**** Seçilmiş Bölüm
Abaküs Yazılım
23. Hukuk Dairesi
Esas No: 2016/1885
Karar No: 2018/3440
Karar Tarihi: 31.05.2018

Yargıtay 23. Hukuk Dairesi 2016/1885 Esas 2018/3440 Karar Sayılı İlamı

23. Hukuk Dairesi         2016/1885 E.  ,  2018/3440 K.

    "İçtihat Metni"

    .....

    Taraflar arasındaki tazminat davasının yapılan yargılaması sonunda ilamda yazılı nedenlerden dolayı davanın kısmen kabulüne yönelik olarak verilen hükmün davalı ......vekilince duruşmalı, davacılar vekili ile davalılar ... ...... duruşmasız olarak temyiz edilmesi üzerine ilgililere çağrı kağıdı gönderilmişti. Belli günde davalılardan......vekili Avukat ... ile davacılar vekili Avukat ... gelmiş olup, tebligata rağmen diğer taraflardan gelen olmadığından onların yokluğunda duruşmaya başlanarak hazır bulunan avukatların sözlü açıklamaları dinlenildikten ve temyiz dilekçesinin süresinde olduğu anlaşıldıktan sonra dosya incelendi, gereği konuşulup düşünüldü.
    - KARAR -
    Davacılar vekili, arsa sahibi müvekilleri ile davalı yükleniciler arasında arsa payı karşılığı inşaat sözleşmeleri ve ek sözleşmeler imzalandığını, bu sözleşmeler uyarınca işin en son 23.11.2003 tarihinde teslimi gerekirken, bir takım eksik ve ayıplı imalatları ile birlikte ancak 14.10.2004 tarihinde teslim edilebildiğini, daire ve ortak alanlardaki eksik ve ayıplı işlerin giderilmesi için gerekli bedelin 43.000,00 TL, gecikme tazminatı alacağının ise 101.368,00 TL olduğunu, yine davalılar tarafından alınması gereken elektrik ve su abonelikleri için müvekillerinin 12.164,00 TL masraf yaptıklarını, ayrıca 3.268,00 TL emlak vergisi ve tapu harçlarının eksik gösterilmesi nedeniyle 2.020,00 TL usulsüzlük cezası ödediklerini ileri sürerek, toplam 161.820,00 TL’nin davalılardan tahsilini talep ve dava etmiş, ıslah yoluyla toplam talebini 212.357,47 TL’ye arttırmıştır.
    Davalılar vekilleri davanın reddini istemişlerdir.
    Mahkemece, iddia, savunma, benimsenen bilirkişi raporu ve dosya kapsamına göre, davacı arsa sahiplerine düşen daire ve ortak alanlarda eksik ve ayıplı imalatlar bulunduğu, teslimdeki gecikmenin ise 10 ay 21 gün olduğu, davalı yüklenicilerin, davacılar tarafından ödenen elektrik, su abonelik ücretleri ve emlak vergisinden sorumlu oldukları gerekçesiyle, davanın kısmen kabulü ile her bir davacı arsa sahibinin payına düşen meblağın davalılardan müştereken ve müteselsilen tahsiline karar verilmiştir.
********
**** Sağlanan Malzeme
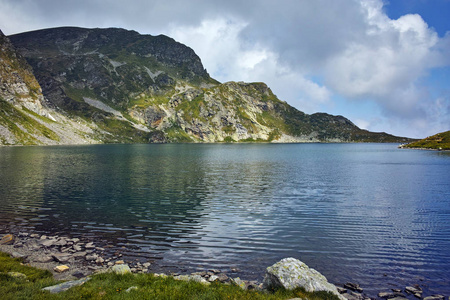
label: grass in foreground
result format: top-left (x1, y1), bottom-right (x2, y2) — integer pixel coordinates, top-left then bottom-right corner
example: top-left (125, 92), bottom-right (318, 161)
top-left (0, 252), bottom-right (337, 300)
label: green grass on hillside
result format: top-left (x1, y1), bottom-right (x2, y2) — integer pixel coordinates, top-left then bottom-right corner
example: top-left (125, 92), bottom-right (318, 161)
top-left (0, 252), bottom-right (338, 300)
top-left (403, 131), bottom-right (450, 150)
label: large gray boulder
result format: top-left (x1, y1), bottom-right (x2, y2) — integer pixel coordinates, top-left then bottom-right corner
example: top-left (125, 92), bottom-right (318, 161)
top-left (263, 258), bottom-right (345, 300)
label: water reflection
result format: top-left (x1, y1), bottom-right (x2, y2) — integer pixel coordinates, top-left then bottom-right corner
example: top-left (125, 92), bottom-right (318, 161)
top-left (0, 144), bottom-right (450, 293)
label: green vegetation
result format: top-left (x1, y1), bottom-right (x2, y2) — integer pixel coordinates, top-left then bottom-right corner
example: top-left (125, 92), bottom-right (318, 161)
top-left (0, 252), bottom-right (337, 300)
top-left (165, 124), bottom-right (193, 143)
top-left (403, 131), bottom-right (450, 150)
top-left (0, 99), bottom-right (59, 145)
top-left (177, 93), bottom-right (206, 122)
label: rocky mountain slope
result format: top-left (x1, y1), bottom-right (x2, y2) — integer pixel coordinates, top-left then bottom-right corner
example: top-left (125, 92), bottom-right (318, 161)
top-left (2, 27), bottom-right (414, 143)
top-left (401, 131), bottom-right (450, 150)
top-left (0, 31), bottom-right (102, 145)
********
### Görevler
a - Kayıtların başından "top-left (0, 144), bottom-right (450, 293)" ifadesini içeren satıra kadar, bu satır da dahil olmak üzere, tüm satırları her satır bir dize olacak biçimde bir JSON listesine aktarınız; boş satırları ve resimleri yanıta almayınız.
b - Yargıtay kararını kaldığı yerden devam ettirerek sonraki bölümünü yazınız.
Yargıtay kararı ile kayıtlar arasında herhangi bir bağlantı bulunmamaktadır.

### Alıştırma Yanıtları
a -
[
  "label: grass in foreground",
  "result format: top-left (x1, y1), bottom-right (x2, y2) — integer pixel coordinates, top-left then bottom-right corner",
  "example: top-left (125, 92), bottom-right (318, 161)",
  "top-left (0, 252), bottom-right (337, 300)",
  "label: green grass on hillside",
  "result format: top-left (x1, y1), bottom-right (x2, y2) — integer pixel coordinates, top-left then bottom-right corner",
  "example: top-left (125, 92), bottom-right (318, 161)",
  "top-left (0, 252), bottom-right (338, 300)",
  "top-left (403, 131), bottom-right (450, 150)",
  "label: large gray boulder",
  "result format: top-left (x1, y1), bottom-right (x2, y2) — integer pixel coordinates, top-left then bottom-right corner",
  "example: top-left (125, 92), bottom-right (318, 161)",
  "top-left (263, 258), bottom-right (345, 300)",
  "label: water reflection",
  "result format: top-left (x1, y1), bottom-right (x2, y2) — integer pixel coordinates, top-left then bottom-right corner",
  "example: top-left (125, 92), bottom-right (318, 161)",
  "top-left (0, 144), bottom-right (450, 293)"
]

b -
    Kararı, davacılar vekili ile davalılar ......vekilleri ve davalı ..... vekili temyiz etmiştir.
    1)Dosyadaki yazılara, kararın dayandığı delillerle gerektirici sebeplere, delillerin takdirinde bir isabetsizlik bulunmamasına göre, davacılar vekilinin tüm, davalılar .......ekilleri ve davalı ......... vekilinin aşağıdaki bendin kapsamı dışında kalan diğer temyiz itirazları yerinde görülmemiştir.


    .../...
    S.2.

    2) Davalılar ......vekilleri ve daval.....vekilinin diğer temyiz itirazları yönünden yapılan incelemede;
    Arsa sahipleri ile davalı yükleniciler ..... arasında yapılan 04.02.1998 tarihli ilk arsa payı karşılığı inşaat sözleşmesinin “..... başlıklı maddesinin 8/C bendinde “Müteahhit bu süre içinde inşaatı tamamlayıp, eksiksiz olarak teslim etmez ise, arsa sahiplerine her daire için aylık 200 DM kira ödeyecektir.” hükmüne yer verilmiştir. Daha sonra, inşaat yapım işine adı geçen yüklenicilerin yanında, arsa sahiplerine karşı müteselsil sorumlu olarak katılan diğer davalı yükleniciler ... ....... ile bir kısım arsa sahibi arasında düzenlenen 25.06.2003 tarihli ek sözleşmede ise aylık kira bedeli daire başına 200 Euro olarak belirlenmiştir. Bu sözleşmede yüklenicile..... imzası bulunmamaktadır.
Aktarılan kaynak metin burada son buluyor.